Top of Quoted passage

Electric Shadow

Doubt for Easter


Ashley and I recently browsed the aisles of a Wal-mart for the first time in a long, long time looking for clearance-priced Reese's Eggs and eventually found ourselves in electronics browsing the DVDs. We came across an "Easter Movies" display that we found curious. Naturally, there was no Jesus Christ Superstar, Last Temptation of Christ, or even The Passion of the Christ. We were not terribly surprised to find well-known Easter classics Kung-Fu Panda, Over the Hedge and The Animated Passion alongside "old-timer movies" The Robe, The Ten Commandments, and King of Kings.

I didn't pay much mind to this reclassification of things until Tea Party Day this week, where a bunch of xenophobic, anti-government fanatics protested taxation at taxpayer expense (police, facilities, state employees among them who took a day off). The Governor of the State of Texas, Rick Perry, actually got up and fanned the flames here in Austin with talk of secession from the Union. If Mr. Perry had paid attention in Texas History class as I and other proud Texans did, he'd know that the Articles of Annexation of 1845 reserve Texas the right to split Texas into up to five states, but not to secede (as he claimed). Perhaps if he had a catholic school nun beating it into him, he would have.

I've long thought that Texas splitting into five states could be a good idea, along with the dissolution of the Electoral College, but it won't happen. I'll go into more depth on the laughable state of the Republican Party in Texas in a separate post, but this does bear on how I thought of Doubt while watching the top-notch Blu-ray version earlier today. It is truly remarkable what people will claim in someone else's name entirely in vain, peppering their declarations with half-truths.

The Movie

Doubt as a play and movie is a parable on convictions. Those you hold and those you enforce are so subjective that no one is ever truly righteous in their judgment on earth. Rather than spend nearly five hours watching The Ten Commandments with commercials on ABC each year, why not make Doubt an annual re-assessment of one's beliefs? Put that in one of those pre-Christmas Easter Baskets instead of Madagascar 2.

Set at a Catholic school in the early 1960's, the story concerns the convictions of Sister Aloysius (Meryl Streep) and the moral character of Father Flynn (Phillip Seymour Hoffman). The play featured only the two of them and Sister James (Amy Adams) and Mrs. Miller (Viola Davis), but the movie expands things to include other characters at the school, including Donald Miller, around whom the controversy swirls. The controversy deals with the exact nature of the relationship between Father Flynn and Donald, the first black student in the school.

Bottom of Quoted passage
Top of Listed records

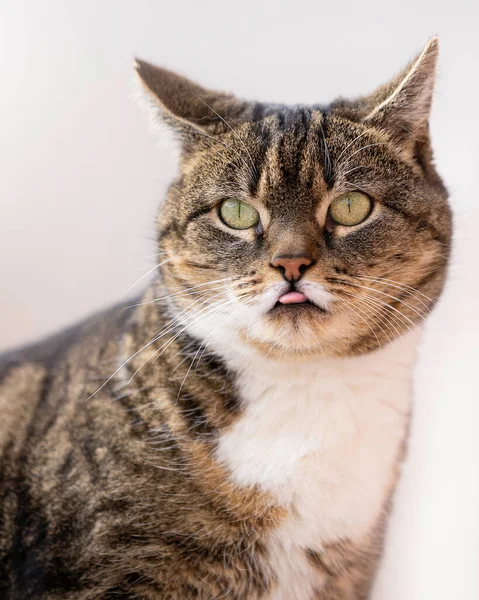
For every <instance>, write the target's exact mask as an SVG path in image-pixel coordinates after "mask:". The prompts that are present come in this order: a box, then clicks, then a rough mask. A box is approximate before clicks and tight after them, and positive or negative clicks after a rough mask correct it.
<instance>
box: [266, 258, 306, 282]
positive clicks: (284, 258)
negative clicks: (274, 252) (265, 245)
mask: <svg viewBox="0 0 479 600" xmlns="http://www.w3.org/2000/svg"><path fill="white" fill-rule="evenodd" d="M312 263H313V261H312V259H311V258H309V257H308V256H291V255H289V256H275V257H274V258H273V260H272V261H271V264H272V265H273V267H276V268H278V269H282V270H283V277H284V278H285V279H286V280H287V281H298V279H301V276H302V275H303V273H304V271H306V269H307V268H308V267H309V266H310V265H312Z"/></svg>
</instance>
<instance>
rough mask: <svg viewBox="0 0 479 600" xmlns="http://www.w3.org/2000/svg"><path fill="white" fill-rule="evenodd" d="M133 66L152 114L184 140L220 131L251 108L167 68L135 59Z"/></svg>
mask: <svg viewBox="0 0 479 600" xmlns="http://www.w3.org/2000/svg"><path fill="white" fill-rule="evenodd" d="M135 67H136V71H137V74H138V77H139V79H140V83H141V85H142V87H143V89H144V91H145V92H146V95H147V97H148V99H149V100H150V104H152V105H153V108H154V110H155V112H156V115H155V116H156V117H158V118H159V119H160V120H161V121H163V122H165V123H166V124H167V125H169V126H171V127H172V128H173V129H174V130H175V131H176V132H177V133H178V134H179V135H180V137H181V138H182V139H183V141H184V142H186V143H187V144H188V143H193V142H195V141H196V142H199V141H201V139H203V140H204V139H205V137H206V138H207V137H208V136H209V135H216V134H219V133H222V132H224V131H226V130H227V129H229V128H232V127H234V126H235V125H237V124H238V122H243V121H244V120H246V119H247V118H248V117H249V116H250V114H251V112H252V107H251V105H250V103H248V102H245V101H241V100H238V99H237V98H235V97H234V96H233V95H232V94H225V93H222V92H217V91H214V90H209V89H206V88H204V87H202V86H200V85H198V84H196V83H194V82H192V81H190V80H188V79H186V78H185V77H182V76H181V75H178V74H176V73H174V72H172V71H169V70H168V69H165V68H162V67H157V66H155V65H152V64H150V63H147V62H145V61H143V60H138V59H137V60H136V64H135ZM205 134H206V135H205Z"/></svg>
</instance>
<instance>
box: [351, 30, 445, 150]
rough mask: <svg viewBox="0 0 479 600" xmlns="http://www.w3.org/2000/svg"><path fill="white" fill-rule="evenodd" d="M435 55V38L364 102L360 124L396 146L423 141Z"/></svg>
mask: <svg viewBox="0 0 479 600" xmlns="http://www.w3.org/2000/svg"><path fill="white" fill-rule="evenodd" d="M438 53H439V39H438V38H437V37H435V38H432V39H431V40H430V41H429V42H428V43H427V44H426V47H425V48H424V50H423V51H422V53H421V54H420V55H419V56H418V57H416V59H415V60H414V61H412V62H411V63H410V65H408V67H407V68H406V69H405V70H404V71H403V72H402V73H401V74H400V75H399V76H397V77H395V78H394V79H393V80H392V81H391V82H390V83H389V84H386V85H385V86H382V87H381V88H379V89H378V90H377V91H376V92H375V93H374V94H373V95H372V96H371V97H369V98H368V104H369V107H370V110H369V111H368V113H367V115H366V117H365V118H364V119H363V121H364V122H367V123H371V124H372V125H375V126H378V127H380V128H381V129H384V130H385V131H386V132H387V133H388V134H389V135H390V136H391V138H392V139H393V140H395V141H397V142H399V143H403V144H407V143H408V142H413V141H414V140H416V141H417V140H423V139H425V138H427V136H428V121H429V115H430V112H431V104H432V96H433V92H434V82H435V77H436V63H437V57H438Z"/></svg>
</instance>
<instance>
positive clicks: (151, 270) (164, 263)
mask: <svg viewBox="0 0 479 600" xmlns="http://www.w3.org/2000/svg"><path fill="white" fill-rule="evenodd" d="M172 260H173V257H171V258H167V259H166V260H164V261H162V262H161V263H159V264H157V265H155V266H154V267H152V268H151V269H149V270H148V271H147V272H146V273H144V274H143V275H142V276H141V277H139V278H138V279H137V280H136V281H135V283H134V284H133V285H130V287H129V288H128V290H127V293H128V292H131V290H132V289H133V288H134V287H135V286H136V285H138V284H139V283H140V281H143V279H145V277H148V275H150V273H153V271H155V270H156V269H159V268H160V267H162V266H163V265H165V264H166V263H167V262H170V261H172Z"/></svg>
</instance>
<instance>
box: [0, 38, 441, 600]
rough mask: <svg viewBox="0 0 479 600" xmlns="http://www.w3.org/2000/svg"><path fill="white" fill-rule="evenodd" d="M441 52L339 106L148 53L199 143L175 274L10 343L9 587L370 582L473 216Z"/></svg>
mask: <svg viewBox="0 0 479 600" xmlns="http://www.w3.org/2000/svg"><path fill="white" fill-rule="evenodd" d="M437 55H438V40H437V39H436V38H434V39H432V40H431V41H430V42H429V43H428V44H427V45H426V47H425V48H424V50H423V52H422V53H421V54H420V55H419V56H418V57H417V58H416V59H415V60H413V61H412V62H411V63H410V64H409V65H408V67H407V68H406V69H405V70H404V71H403V72H401V73H400V74H399V75H398V76H396V77H395V78H394V79H393V80H392V81H390V82H389V83H388V84H386V85H383V86H381V87H379V88H378V89H377V90H376V92H374V93H373V94H372V95H370V96H367V97H363V98H360V99H356V100H346V99H340V100H337V101H335V102H333V103H332V104H330V105H329V106H320V105H317V106H316V105H315V106H283V105H279V104H278V105H271V104H265V103H259V102H248V101H242V100H238V99H236V98H235V97H234V96H233V95H230V94H225V93H219V92H216V91H211V90H207V89H204V88H202V87H200V86H199V85H197V84H195V83H192V82H191V81H188V80H187V79H185V78H184V77H182V76H179V75H177V74H175V73H173V72H170V71H168V70H166V69H164V68H159V67H156V66H153V65H151V64H149V63H147V62H144V61H140V60H138V61H137V63H136V69H137V73H138V77H139V81H140V83H141V85H142V89H143V90H144V94H145V98H146V99H147V102H148V104H149V106H150V108H151V110H152V111H153V115H154V118H155V119H156V120H159V121H160V122H161V123H163V124H165V125H167V126H168V127H170V128H172V130H173V131H174V132H175V133H176V135H177V137H178V139H179V141H180V144H181V158H180V174H179V176H178V178H177V179H176V180H175V181H174V182H173V183H172V184H171V187H170V189H169V191H168V193H167V195H166V198H165V199H164V201H163V202H162V203H161V206H160V207H159V211H158V218H157V222H156V229H157V237H158V264H157V268H156V270H155V278H154V280H153V281H152V283H151V285H149V286H148V288H147V289H146V291H145V292H144V294H143V295H142V297H141V298H139V299H138V300H137V301H135V302H134V303H133V304H132V302H129V303H128V302H127V303H123V304H119V305H118V306H116V307H114V308H112V309H109V310H107V311H105V312H102V313H100V314H97V315H94V316H93V317H91V318H89V319H88V320H86V321H85V322H83V323H81V324H79V325H77V326H74V327H73V328H71V329H69V330H67V331H65V332H62V333H60V334H58V335H56V336H54V337H53V338H50V339H49V340H47V341H44V342H41V343H39V344H35V345H33V346H30V347H27V348H23V349H20V350H16V351H13V352H10V353H8V354H6V355H4V356H2V359H1V363H2V369H1V376H0V410H1V415H2V419H1V422H0V458H1V463H0V464H1V467H0V469H1V480H0V486H1V492H0V493H1V508H0V510H1V513H0V514H1V518H0V555H1V557H2V558H1V564H0V592H1V594H0V595H1V597H2V598H4V599H5V600H7V599H11V600H20V599H22V600H25V599H42V600H58V599H60V598H61V599H68V600H107V599H109V600H112V599H114V598H125V599H131V600H132V599H141V600H179V599H190V598H191V599H193V598H194V599H199V600H201V599H204V600H211V599H213V598H232V599H238V600H263V599H264V600H266V599H268V600H313V599H317V600H352V599H361V600H364V599H366V598H368V597H370V594H371V589H372V585H373V582H374V576H375V573H376V572H377V568H378V565H379V561H380V558H381V551H382V545H383V540H384V535H385V531H386V525H387V517H388V513H389V510H390V506H391V502H392V497H393V492H394V489H395V486H396V483H397V481H398V477H399V473H400V466H401V461H402V459H403V457H404V455H405V451H406V445H407V444H406V442H407V431H408V425H409V419H410V412H411V378H412V370H413V366H414V361H415V356H416V349H417V346H418V343H419V340H420V337H421V326H422V322H423V321H424V319H425V318H426V317H427V315H428V314H429V312H430V310H431V309H432V308H433V305H434V303H435V302H436V300H437V299H438V297H439V295H440V293H441V290H442V287H443V285H444V281H445V277H446V271H447V265H448V257H449V246H450V241H451V230H452V218H451V211H450V208H449V205H448V194H447V191H446V188H445V186H444V185H443V183H442V181H441V179H440V177H439V175H438V174H437V172H436V170H435V167H434V163H433V158H432V150H431V143H430V136H429V126H428V121H429V114H430V109H431V102H432V95H433V86H434V79H435V69H436V62H437Z"/></svg>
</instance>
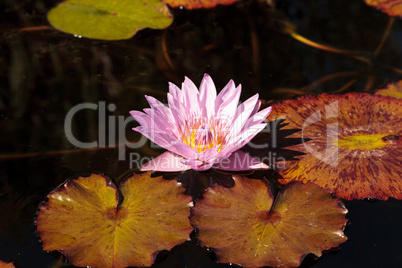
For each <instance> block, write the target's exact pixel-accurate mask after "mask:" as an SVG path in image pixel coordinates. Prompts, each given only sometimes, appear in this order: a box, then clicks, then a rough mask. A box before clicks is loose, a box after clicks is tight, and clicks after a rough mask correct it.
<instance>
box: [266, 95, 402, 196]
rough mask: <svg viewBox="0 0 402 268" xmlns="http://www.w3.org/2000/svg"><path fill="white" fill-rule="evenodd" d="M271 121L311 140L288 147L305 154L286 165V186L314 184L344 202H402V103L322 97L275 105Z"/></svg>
mask: <svg viewBox="0 0 402 268" xmlns="http://www.w3.org/2000/svg"><path fill="white" fill-rule="evenodd" d="M272 110H273V112H272V114H271V115H270V117H271V119H277V118H283V119H285V121H284V123H288V125H286V127H285V128H288V129H293V128H299V129H302V131H301V132H296V133H294V134H292V135H291V136H290V137H292V138H303V139H311V140H309V141H306V142H304V143H302V144H298V145H294V146H290V147H287V149H291V150H296V151H300V152H303V153H305V155H301V156H296V157H295V158H297V159H299V160H298V161H286V162H285V163H284V166H285V168H284V169H280V170H279V173H280V174H281V175H282V176H283V179H281V180H280V182H281V183H283V184H286V183H289V182H291V181H302V182H304V183H306V182H313V183H315V184H318V185H319V186H321V187H323V188H324V189H327V190H330V191H332V192H333V193H334V195H335V196H337V197H340V198H344V199H348V200H351V199H354V198H358V199H362V198H378V199H383V200H386V199H388V197H394V198H397V199H402V180H400V178H401V175H402V169H401V162H402V142H401V138H400V137H401V135H402V99H396V98H390V97H383V96H379V95H371V94H366V93H348V94H345V95H336V94H332V95H330V94H321V95H318V96H316V97H314V96H304V97H301V98H298V99H297V100H286V101H284V102H282V103H280V104H275V105H273V109H272Z"/></svg>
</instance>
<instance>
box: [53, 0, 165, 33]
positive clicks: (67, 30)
mask: <svg viewBox="0 0 402 268" xmlns="http://www.w3.org/2000/svg"><path fill="white" fill-rule="evenodd" d="M47 19H48V20H49V22H50V24H51V25H52V26H53V27H55V28H56V29H58V30H60V31H63V32H66V33H70V34H74V35H77V36H83V37H88V38H95V39H103V40H121V39H129V38H131V37H132V36H133V35H134V34H135V33H136V32H137V31H139V30H141V29H144V28H153V29H164V28H167V27H168V26H169V25H170V24H171V23H172V21H173V18H172V15H171V14H170V12H169V10H168V8H167V6H166V5H165V3H163V1H161V0H146V1H145V0H130V1H115V0H102V1H98V0H66V1H64V2H62V3H60V4H59V5H58V6H56V7H55V8H53V9H51V10H50V11H49V13H48V14H47Z"/></svg>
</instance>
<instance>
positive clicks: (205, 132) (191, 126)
mask: <svg viewBox="0 0 402 268" xmlns="http://www.w3.org/2000/svg"><path fill="white" fill-rule="evenodd" d="M228 132H229V128H228V125H227V124H226V122H224V121H223V120H216V119H209V120H208V119H205V118H201V119H197V118H194V119H190V120H186V121H184V122H183V124H182V125H181V126H180V128H179V135H180V138H181V139H182V140H183V142H184V143H185V144H187V145H189V146H190V147H191V148H193V149H195V150H197V152H199V153H201V152H203V151H206V150H208V149H211V148H217V149H218V153H219V152H220V151H221V150H222V149H223V148H224V147H225V146H226V144H227V142H228V140H229V137H228Z"/></svg>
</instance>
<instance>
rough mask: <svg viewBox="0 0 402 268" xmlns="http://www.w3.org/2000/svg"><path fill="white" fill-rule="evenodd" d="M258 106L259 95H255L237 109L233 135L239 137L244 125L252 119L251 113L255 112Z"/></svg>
mask: <svg viewBox="0 0 402 268" xmlns="http://www.w3.org/2000/svg"><path fill="white" fill-rule="evenodd" d="M256 105H258V94H255V95H254V96H252V97H251V98H249V99H248V100H246V101H245V102H243V103H242V104H241V105H239V107H237V111H236V115H235V120H234V122H233V128H232V133H231V134H232V135H237V133H239V132H240V131H241V130H242V129H243V126H244V123H245V122H246V121H247V119H248V118H249V117H250V115H251V113H252V112H253V111H254V110H255V107H256Z"/></svg>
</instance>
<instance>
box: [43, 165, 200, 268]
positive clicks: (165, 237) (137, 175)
mask: <svg viewBox="0 0 402 268" xmlns="http://www.w3.org/2000/svg"><path fill="white" fill-rule="evenodd" d="M120 191H121V194H122V196H123V198H124V200H123V201H122V203H121V205H119V198H118V191H117V190H116V188H115V186H114V185H113V184H112V182H111V181H110V180H109V179H107V178H105V177H103V176H101V175H94V174H93V175H91V176H90V177H85V178H84V177H80V178H78V179H77V180H73V181H70V182H66V183H65V184H64V185H62V186H61V187H59V188H58V189H56V190H55V191H53V192H52V193H50V194H49V195H48V198H49V201H47V202H46V203H45V204H44V205H43V206H42V207H41V208H40V211H39V213H38V218H37V221H36V224H37V230H38V232H39V236H40V238H41V241H42V242H43V249H44V250H47V251H51V250H59V251H60V252H61V253H63V254H65V255H66V257H67V258H68V260H69V261H70V262H71V263H72V264H74V265H76V266H95V267H127V266H150V265H152V262H153V261H152V260H153V255H154V254H155V253H156V252H158V251H160V250H163V249H168V250H169V249H171V248H172V247H173V246H175V245H177V244H180V243H183V242H185V241H186V240H188V239H189V234H190V232H191V231H192V228H191V225H190V222H189V219H188V216H189V213H190V208H189V206H190V204H191V198H190V197H189V196H186V195H184V194H183V192H184V188H182V187H181V186H180V184H178V183H177V182H176V181H174V180H172V181H167V180H164V179H163V178H162V177H156V178H151V177H150V173H145V174H140V175H136V174H134V175H133V176H132V177H130V178H128V179H127V180H125V181H124V182H123V183H122V184H121V186H120Z"/></svg>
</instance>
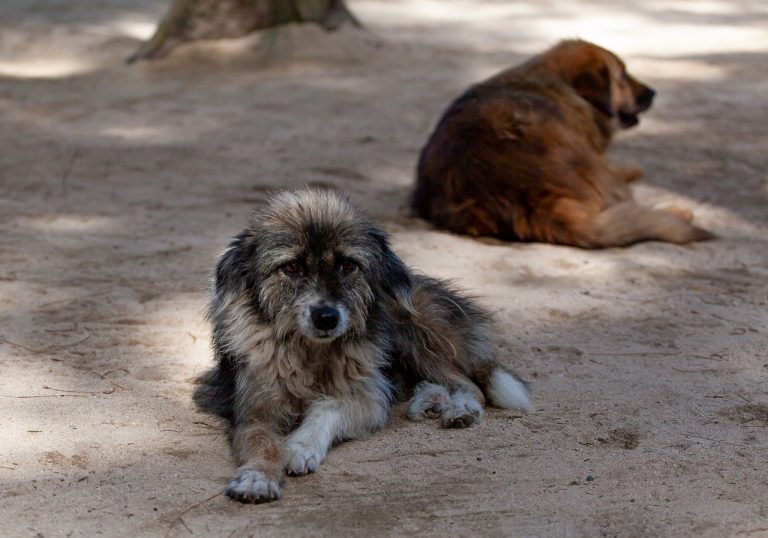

Bottom of Listed records

[Exercise set]
**1)** In the blog post on Doubt, who plays Sister Aloysius in the movie?
**2)** Quote the blog post on Doubt between "Doubt for Easter" and "King of Kings.", inclusive.

[Responses per task]
**1)** Meryl Streep

**2)**
Doubt for Easter


Ashley and I recently browsed the aisles of a Wal-mart for the first time in a long, long time looking for clearance-priced Reese's Eggs and eventually found ourselves in electronics browsing the DVDs. We came across an "Easter Movies" display that we found curious. Naturally, there was no Jesus Christ Superstar, Last Temptation of Christ, or even The Passion of the Christ. We were not terribly surprised to find well-known Easter classics Kung-Fu Panda, Over the Hedge and The Animated Passion alongside "old-timer movies" The Robe, The Ten Commandments, and King of Kings.